=== WHAT THE EXERCISE ASKS ===
Return each line in the records below that contains the string "test", matching case exactly.

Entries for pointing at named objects
*****
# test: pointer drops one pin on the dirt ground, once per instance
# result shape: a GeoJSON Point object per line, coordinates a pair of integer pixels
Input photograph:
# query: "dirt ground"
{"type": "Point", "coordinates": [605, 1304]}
*****
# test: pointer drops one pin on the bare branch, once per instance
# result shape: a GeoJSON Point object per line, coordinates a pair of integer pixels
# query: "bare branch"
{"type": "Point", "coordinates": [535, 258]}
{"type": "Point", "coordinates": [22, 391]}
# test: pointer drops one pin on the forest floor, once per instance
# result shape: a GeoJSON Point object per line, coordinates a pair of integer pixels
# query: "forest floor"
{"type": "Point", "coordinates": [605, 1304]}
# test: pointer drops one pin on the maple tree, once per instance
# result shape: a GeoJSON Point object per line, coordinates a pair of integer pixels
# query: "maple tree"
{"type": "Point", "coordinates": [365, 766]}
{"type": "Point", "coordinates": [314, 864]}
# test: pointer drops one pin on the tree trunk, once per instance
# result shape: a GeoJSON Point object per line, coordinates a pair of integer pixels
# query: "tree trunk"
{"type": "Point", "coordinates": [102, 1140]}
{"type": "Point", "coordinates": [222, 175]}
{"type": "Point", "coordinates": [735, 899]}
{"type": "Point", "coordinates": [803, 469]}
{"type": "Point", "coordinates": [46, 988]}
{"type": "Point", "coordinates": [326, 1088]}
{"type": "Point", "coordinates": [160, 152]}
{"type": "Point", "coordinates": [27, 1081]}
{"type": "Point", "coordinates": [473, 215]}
*****
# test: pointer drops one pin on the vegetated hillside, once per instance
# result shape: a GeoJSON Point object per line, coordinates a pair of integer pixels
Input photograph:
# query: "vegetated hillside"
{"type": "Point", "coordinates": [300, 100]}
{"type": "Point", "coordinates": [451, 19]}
*****
=== RESPONSE TO THIS TASK ===
# test: pointer drops one pin on the dirt ground, once per instance
# test: pointer drops one pin on the bare branch, once per instance
# test: pointer drops one pin on the forest floor, once per instance
# test: pointer drops one pin on the maple tree, once per instance
# test: pointer drops one pin on the tree trunk, once per instance
# test: pointer drops one pin on the vegetated hillside, once per instance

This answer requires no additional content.